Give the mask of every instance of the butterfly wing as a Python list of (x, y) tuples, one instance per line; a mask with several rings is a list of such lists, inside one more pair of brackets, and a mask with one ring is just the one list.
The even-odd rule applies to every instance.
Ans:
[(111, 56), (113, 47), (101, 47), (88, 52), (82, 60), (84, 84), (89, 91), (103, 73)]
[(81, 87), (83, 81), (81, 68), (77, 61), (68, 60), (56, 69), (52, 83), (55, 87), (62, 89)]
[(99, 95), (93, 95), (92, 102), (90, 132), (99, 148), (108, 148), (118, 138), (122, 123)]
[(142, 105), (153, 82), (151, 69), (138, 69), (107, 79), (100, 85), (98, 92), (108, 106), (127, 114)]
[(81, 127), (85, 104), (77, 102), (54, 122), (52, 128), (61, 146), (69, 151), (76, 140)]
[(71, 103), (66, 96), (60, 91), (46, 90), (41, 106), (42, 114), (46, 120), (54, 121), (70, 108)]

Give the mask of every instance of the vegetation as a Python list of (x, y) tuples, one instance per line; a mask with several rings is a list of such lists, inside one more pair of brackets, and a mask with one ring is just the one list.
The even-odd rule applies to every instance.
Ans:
***
TASK INSTRUCTIONS | Extract every line of each entry above and reproduce it verbatim, without any alteration.

CORRECT OUTPUT |
Give the mask of every instance of the butterfly wing as a Python list of (x, y) tuples, one instance per line; a mask with several rings is a list of such lists, inside one more pair of brackets, and a mask with one ring is just the one list.
The even-odd rule applies to every instance.
Ans:
[(111, 56), (113, 47), (101, 47), (88, 52), (82, 60), (84, 84), (89, 91), (103, 73)]
[(81, 87), (83, 81), (81, 68), (77, 61), (68, 60), (56, 69), (52, 83), (55, 87), (62, 89)]
[(99, 95), (93, 95), (92, 102), (90, 132), (99, 148), (108, 148), (118, 138), (122, 123)]
[(142, 105), (153, 82), (151, 69), (138, 69), (107, 79), (100, 85), (98, 92), (108, 106), (127, 114)]
[(81, 127), (85, 104), (77, 102), (54, 122), (52, 128), (61, 146), (69, 151), (76, 140)]
[(71, 103), (66, 96), (60, 91), (46, 90), (41, 106), (42, 114), (46, 120), (54, 121), (70, 108)]

Give the mask of every instance of the vegetation as a Python list of (x, y) tuples, one instance per line; a mask with several rings is a list of such lists, inside one more pair of brackets, and a mask with one ring is just the one list.
The even-odd rule applies to every instance.
Ans:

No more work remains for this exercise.